-------- RAW DATA --------

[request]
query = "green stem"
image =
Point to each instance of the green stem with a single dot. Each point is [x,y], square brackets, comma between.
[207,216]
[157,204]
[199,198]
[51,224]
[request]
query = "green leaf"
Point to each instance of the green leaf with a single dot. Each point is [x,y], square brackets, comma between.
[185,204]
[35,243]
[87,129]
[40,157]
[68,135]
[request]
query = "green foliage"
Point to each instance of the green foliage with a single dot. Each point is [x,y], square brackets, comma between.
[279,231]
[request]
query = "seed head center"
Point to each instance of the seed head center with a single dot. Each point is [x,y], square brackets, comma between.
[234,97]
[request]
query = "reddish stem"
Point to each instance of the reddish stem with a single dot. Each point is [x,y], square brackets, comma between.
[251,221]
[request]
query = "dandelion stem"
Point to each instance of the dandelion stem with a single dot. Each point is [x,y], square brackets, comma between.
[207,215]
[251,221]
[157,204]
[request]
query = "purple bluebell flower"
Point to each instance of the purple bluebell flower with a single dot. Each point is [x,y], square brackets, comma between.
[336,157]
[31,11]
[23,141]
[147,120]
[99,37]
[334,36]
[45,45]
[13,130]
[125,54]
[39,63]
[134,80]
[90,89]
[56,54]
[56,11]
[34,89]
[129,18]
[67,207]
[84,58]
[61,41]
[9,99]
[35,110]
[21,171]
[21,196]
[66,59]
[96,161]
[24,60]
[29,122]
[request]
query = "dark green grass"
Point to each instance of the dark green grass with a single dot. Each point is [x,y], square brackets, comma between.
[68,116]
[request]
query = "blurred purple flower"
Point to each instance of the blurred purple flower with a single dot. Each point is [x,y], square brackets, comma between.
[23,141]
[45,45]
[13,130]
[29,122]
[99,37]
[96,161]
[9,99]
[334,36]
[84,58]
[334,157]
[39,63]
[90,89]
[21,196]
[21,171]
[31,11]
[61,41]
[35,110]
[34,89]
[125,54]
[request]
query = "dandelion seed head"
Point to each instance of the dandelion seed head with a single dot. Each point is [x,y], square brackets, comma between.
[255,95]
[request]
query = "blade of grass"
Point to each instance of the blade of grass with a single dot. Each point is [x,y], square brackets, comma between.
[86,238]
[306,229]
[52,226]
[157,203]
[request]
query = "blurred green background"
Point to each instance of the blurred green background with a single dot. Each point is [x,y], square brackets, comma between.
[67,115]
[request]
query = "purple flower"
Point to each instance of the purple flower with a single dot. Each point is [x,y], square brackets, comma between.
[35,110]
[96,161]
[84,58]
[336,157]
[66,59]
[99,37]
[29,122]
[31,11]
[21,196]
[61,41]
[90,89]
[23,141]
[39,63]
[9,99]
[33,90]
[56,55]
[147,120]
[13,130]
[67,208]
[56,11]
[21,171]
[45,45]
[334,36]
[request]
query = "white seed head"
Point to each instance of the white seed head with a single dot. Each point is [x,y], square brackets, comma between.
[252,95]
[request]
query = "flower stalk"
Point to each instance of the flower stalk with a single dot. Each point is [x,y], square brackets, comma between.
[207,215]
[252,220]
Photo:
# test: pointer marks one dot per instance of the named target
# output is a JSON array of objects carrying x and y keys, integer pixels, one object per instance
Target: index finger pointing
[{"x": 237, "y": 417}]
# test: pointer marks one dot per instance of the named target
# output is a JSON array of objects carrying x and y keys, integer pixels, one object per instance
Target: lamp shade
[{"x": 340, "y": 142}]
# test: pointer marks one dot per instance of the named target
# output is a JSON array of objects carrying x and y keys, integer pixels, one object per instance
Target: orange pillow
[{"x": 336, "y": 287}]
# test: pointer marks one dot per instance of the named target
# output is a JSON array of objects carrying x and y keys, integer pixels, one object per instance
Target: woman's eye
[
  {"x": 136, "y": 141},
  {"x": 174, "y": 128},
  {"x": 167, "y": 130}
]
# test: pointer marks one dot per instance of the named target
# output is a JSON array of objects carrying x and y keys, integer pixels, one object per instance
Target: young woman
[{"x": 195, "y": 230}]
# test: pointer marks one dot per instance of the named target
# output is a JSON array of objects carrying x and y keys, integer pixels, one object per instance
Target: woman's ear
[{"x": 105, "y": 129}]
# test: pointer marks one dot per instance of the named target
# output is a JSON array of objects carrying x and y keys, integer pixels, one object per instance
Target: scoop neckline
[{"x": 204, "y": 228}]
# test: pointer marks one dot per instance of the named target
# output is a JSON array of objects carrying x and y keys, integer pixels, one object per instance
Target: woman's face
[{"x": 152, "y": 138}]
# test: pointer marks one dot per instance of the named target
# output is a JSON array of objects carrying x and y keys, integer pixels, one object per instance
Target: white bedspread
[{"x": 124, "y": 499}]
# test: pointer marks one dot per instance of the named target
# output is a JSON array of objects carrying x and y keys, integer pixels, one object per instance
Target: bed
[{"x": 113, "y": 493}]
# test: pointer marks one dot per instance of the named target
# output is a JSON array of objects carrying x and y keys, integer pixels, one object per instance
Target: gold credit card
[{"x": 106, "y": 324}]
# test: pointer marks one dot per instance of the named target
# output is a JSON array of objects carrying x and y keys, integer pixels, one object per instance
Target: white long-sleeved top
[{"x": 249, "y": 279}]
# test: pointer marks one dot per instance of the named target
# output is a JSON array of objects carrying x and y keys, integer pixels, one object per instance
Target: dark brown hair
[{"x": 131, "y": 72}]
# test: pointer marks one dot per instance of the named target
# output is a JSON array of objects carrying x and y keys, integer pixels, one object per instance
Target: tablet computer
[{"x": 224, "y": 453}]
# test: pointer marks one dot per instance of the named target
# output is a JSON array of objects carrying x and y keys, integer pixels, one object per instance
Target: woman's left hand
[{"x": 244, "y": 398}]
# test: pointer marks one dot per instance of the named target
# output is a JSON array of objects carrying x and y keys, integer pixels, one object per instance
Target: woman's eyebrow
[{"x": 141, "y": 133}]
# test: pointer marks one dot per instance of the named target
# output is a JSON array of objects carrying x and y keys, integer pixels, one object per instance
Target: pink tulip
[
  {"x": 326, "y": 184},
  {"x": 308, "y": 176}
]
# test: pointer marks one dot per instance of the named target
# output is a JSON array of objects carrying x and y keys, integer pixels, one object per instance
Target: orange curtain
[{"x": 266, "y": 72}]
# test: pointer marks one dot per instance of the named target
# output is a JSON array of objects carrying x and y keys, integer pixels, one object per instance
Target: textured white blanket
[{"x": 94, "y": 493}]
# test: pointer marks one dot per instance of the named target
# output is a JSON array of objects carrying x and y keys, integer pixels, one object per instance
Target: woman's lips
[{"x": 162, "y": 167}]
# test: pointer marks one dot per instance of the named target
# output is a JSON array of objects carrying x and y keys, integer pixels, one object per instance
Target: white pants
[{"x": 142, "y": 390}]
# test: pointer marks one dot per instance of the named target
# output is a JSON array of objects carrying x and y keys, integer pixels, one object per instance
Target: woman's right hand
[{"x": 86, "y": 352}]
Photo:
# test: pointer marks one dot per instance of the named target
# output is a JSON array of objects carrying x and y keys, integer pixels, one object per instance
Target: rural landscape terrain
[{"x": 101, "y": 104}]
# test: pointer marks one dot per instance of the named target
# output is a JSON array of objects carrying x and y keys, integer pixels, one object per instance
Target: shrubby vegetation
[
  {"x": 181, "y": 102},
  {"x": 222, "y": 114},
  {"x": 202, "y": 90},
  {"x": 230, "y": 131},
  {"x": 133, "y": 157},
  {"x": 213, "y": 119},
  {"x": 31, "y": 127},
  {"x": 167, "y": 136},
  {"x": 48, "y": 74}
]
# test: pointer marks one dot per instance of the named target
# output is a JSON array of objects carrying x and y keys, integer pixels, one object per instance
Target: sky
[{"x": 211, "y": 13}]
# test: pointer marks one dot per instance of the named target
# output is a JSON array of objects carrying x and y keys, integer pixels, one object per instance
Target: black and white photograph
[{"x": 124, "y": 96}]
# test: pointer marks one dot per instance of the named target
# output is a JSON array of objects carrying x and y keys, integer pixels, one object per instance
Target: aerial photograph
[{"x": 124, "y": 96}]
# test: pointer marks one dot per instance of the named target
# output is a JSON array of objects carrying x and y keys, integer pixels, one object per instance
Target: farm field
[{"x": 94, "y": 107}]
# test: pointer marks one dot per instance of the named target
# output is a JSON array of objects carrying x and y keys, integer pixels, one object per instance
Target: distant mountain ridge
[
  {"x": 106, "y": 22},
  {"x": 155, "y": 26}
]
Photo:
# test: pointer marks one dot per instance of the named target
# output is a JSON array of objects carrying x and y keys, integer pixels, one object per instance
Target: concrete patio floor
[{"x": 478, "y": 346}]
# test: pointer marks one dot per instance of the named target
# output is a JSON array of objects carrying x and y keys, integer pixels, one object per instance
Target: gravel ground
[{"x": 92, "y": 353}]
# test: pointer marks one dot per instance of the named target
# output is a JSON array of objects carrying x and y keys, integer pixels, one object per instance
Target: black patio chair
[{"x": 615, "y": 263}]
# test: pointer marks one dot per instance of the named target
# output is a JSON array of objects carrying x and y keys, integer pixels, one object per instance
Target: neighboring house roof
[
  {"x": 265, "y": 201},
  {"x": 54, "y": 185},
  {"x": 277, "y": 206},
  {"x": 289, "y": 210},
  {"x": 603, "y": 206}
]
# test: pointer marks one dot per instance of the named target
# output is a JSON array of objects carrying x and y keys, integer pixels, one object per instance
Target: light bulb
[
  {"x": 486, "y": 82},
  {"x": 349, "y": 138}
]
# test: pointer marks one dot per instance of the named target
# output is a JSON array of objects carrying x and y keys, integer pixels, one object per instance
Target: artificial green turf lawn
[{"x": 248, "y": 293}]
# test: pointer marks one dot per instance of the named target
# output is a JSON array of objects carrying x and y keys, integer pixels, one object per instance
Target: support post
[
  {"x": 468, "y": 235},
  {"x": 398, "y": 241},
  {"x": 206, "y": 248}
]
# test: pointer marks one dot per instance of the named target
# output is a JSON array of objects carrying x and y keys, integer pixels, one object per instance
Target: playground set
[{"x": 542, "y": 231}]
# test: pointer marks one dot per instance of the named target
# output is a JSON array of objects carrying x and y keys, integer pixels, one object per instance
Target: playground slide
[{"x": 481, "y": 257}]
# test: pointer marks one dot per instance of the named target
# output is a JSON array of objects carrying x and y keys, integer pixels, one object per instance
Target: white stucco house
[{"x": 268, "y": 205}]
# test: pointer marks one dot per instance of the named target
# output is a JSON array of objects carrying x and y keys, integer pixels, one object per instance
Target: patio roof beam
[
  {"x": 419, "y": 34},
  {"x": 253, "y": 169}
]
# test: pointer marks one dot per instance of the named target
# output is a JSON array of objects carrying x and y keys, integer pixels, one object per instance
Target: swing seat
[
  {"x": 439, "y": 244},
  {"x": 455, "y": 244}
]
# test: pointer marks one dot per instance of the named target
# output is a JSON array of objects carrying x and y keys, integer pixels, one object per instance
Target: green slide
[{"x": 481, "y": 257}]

--------

- _TASK STATEMENT_
Return exactly the lines from the one containing "Target: white stucco house" to the last line of the data, and nothing more.

- _SOLUTION FOR THIS EXERCISE_
Target: white stucco house
[{"x": 268, "y": 205}]
# test: pointer marks one dot per instance of the named target
# output is a JSON array of objects carrying x and y keys, integer pixels, one object per instance
Target: patio roof beam
[
  {"x": 419, "y": 34},
  {"x": 253, "y": 169}
]
# test: pointer marks one dot per instance of the named target
# output is a JSON array of objects carrying x and y keys, integer pixels, one object per instance
Target: swing seat
[
  {"x": 439, "y": 244},
  {"x": 455, "y": 244}
]
# test: pointer marks one dot per instance of the named target
# output is a JSON array of objects carrying x and y keys, integer pixels, one object per instance
Target: green slide
[{"x": 481, "y": 257}]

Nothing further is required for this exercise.